## PASSAGE TO READ
I think it is known that not all the people who get the vouchers use them. Only about 75 per cent. are actually taken up, and it is also very difficult to arrive at any precise figure about the number of dependants. We must assume, and can certainly reckon, that it is larger than the number of voucher holders. I am not saying whether that is the right rate or not. We will have to take a very careful look at all the factors involved before we decide whether this rate is right or not. Many of those factors have been mentioned in the debate, but for the present we propose to continue the issue of vouchers at the same rate as they have been issued in recent months, until we have had an opportunity of examining the working of the Act.

12.30 a.m.

My right hon. and learned Friend has already told the Committee about categories A, B and C, and I want to emphasise at this point that we have issued no vouchers to applicants in category C. The present position—and this has been more or less the position for several months—is that the number of applications in categories A and B has completely crowded out the applications in category C.

I must point out that the backlog of category C vouchers is now in the region of 300, 000. One hon. Member rightly said that this problem is now largely an Asian rather than an African one, because out of those category C vouchers, involving 300, 000 applicants, no fewer than 290, 000 are from Pakistan and India. This is a very unsatisfactory situation. It is clear to me, at least, that the existing rules, which allow category C applications to be accepted, give some measure of hope to those who make the applications. If they are then to be dealt with on the simple basis of "first come first served" we cannot really cope with the situation. We must carefully consider what we are to do about the operation of the voucher system.

Mention has been made of the need for closer control and a more careful look at what happens after persons pass through the immigration control. These are very complex matters. We must take into account all the factors, and all the views of the Commonwealth Governments, always bearing in mind, as my right hon. and learned Friend said, that if we are to let these people in as Commonwealth citizens and then impose upon them a tight control that is completely alien to the free society in which we live, we will create a dangerous situation. The rule for granting priority in category A has been that an employer in this country must satisfy the Ministry of Labour that he has a genuine vacancy for a named Commonwealth citizen and that that named citizen is intending to come here to take up that job.

## TASKS AND EXERCISES
A – According to the passage on immigration vouchers, what share of the vouchers is actually taken up?
B – Copy the passage on immigration vouchers word for word, beginning at the words "I must point" and stopping after "the voucher system.".
These lines of data come from a different source than the passage.

[Lines of data]
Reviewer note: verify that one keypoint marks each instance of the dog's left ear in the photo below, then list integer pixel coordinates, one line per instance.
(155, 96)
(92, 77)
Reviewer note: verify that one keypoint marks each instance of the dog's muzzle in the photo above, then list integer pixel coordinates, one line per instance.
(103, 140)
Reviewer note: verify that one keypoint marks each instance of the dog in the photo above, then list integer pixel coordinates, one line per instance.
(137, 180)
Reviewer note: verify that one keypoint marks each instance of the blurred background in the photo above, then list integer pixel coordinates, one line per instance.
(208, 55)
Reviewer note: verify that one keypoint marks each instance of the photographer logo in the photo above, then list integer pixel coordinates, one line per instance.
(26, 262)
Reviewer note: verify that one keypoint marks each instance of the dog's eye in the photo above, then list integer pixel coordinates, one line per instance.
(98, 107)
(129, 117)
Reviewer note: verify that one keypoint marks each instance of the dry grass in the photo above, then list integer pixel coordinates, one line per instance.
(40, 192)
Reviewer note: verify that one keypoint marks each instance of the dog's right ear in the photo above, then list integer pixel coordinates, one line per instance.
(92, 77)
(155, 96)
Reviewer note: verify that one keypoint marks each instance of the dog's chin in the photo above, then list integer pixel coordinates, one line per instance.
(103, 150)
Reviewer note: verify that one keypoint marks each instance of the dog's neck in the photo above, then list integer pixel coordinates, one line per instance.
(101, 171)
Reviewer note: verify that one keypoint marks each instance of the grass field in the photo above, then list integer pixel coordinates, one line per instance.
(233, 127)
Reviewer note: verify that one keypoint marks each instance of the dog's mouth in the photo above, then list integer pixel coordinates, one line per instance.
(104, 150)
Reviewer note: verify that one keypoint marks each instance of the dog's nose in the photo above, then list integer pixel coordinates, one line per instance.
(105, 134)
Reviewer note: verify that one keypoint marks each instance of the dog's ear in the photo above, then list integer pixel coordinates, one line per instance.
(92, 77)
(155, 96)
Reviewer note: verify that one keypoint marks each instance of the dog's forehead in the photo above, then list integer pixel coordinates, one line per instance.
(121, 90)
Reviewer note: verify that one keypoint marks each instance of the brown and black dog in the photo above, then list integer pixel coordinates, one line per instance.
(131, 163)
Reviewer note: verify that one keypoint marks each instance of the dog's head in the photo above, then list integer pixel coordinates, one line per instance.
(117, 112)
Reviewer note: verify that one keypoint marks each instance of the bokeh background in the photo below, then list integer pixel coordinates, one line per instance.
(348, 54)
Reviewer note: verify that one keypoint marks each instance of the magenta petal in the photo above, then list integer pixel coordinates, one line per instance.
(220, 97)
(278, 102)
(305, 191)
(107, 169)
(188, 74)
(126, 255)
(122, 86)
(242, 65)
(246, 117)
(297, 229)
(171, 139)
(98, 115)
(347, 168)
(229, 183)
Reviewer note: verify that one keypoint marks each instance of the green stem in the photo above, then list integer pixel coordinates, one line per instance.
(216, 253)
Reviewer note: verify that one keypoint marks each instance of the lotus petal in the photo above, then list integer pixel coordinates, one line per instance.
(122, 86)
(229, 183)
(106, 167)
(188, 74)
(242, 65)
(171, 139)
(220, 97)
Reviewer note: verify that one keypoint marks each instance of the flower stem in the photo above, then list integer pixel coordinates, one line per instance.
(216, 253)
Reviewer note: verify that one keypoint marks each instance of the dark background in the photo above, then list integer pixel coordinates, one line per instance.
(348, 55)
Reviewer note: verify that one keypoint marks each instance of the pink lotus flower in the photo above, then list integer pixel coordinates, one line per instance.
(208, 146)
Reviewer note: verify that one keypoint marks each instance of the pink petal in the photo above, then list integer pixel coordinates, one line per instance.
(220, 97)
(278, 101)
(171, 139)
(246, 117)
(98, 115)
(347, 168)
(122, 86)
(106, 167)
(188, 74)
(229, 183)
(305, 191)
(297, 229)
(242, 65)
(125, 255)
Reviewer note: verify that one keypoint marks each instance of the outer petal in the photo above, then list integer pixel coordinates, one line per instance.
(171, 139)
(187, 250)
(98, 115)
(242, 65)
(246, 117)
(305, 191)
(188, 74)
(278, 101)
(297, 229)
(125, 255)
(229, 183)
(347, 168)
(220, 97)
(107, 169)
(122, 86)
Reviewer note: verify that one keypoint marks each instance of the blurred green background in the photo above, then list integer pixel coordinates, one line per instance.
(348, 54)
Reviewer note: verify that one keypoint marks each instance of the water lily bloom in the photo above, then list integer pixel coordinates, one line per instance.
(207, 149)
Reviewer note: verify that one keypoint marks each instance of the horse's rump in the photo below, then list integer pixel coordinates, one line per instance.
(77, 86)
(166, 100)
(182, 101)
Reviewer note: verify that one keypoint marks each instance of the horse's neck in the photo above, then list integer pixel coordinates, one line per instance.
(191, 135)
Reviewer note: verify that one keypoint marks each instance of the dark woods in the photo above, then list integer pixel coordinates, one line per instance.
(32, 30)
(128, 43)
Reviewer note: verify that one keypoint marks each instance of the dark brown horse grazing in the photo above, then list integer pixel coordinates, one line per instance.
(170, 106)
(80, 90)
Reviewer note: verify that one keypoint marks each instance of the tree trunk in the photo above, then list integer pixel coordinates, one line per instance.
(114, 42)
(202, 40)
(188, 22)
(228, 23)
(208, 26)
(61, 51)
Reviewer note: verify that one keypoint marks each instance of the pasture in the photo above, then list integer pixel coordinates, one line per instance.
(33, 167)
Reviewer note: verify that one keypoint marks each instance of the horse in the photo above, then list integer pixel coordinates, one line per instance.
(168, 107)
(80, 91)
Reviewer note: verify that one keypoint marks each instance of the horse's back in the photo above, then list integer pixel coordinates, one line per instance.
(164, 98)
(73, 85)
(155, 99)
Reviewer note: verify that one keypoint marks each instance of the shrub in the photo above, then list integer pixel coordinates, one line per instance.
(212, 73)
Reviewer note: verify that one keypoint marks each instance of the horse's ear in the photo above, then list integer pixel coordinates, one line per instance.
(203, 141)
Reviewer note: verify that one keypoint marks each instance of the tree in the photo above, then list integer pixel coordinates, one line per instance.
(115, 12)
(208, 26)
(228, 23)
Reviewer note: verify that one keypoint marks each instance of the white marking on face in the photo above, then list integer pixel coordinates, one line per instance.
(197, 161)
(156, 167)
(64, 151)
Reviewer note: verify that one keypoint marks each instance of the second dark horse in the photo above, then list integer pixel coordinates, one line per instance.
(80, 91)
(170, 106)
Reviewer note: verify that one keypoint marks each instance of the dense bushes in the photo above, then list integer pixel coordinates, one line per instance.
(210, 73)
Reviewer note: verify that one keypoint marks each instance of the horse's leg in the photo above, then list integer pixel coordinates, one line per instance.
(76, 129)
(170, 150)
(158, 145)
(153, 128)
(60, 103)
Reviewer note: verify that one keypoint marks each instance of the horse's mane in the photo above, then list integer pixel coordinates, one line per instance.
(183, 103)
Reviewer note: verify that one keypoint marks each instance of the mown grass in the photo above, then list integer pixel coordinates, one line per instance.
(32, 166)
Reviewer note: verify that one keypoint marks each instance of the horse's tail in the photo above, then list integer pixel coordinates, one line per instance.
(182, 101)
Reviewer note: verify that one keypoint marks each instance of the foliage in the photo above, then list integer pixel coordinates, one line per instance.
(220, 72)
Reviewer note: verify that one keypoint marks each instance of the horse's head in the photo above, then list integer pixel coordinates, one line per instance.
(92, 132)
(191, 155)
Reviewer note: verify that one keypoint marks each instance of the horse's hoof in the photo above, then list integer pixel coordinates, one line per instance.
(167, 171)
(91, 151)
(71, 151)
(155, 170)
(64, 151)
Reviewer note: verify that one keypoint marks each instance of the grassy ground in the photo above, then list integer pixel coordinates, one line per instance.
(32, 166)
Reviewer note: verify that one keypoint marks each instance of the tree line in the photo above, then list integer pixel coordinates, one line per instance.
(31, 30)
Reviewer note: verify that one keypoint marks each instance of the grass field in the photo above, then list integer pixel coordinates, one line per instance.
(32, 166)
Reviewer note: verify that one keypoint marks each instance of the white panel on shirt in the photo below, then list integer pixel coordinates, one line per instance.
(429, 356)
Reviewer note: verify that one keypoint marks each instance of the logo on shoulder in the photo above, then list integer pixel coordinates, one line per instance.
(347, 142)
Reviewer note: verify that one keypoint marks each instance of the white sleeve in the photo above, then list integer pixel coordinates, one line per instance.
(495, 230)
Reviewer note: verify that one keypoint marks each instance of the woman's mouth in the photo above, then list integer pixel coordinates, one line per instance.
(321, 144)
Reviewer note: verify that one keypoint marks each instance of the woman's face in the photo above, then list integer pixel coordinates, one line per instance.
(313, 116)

## ANSWER LIST
A – About 75 percent.

B –
I must point out that the backlog of category C vouchers is now in the region of 300, 000. One hon. Member rightly said that this problem is now largely an Asian rather than an African one, because out of those category C vouchers, involving 300, 000 applicants, no fewer than 290, 000 are from Pakistan and India. This is a very unsatisfactory situation. It is clear to me, at least, that the existing rules, which allow category C applications to be accepted, give some measure of hope to those who make the applications. If they are then to be dealt with on the simple basis of "first come first served" we cannot really cope with the situation. We must carefully consider what we are to do about the operation of the voucher system.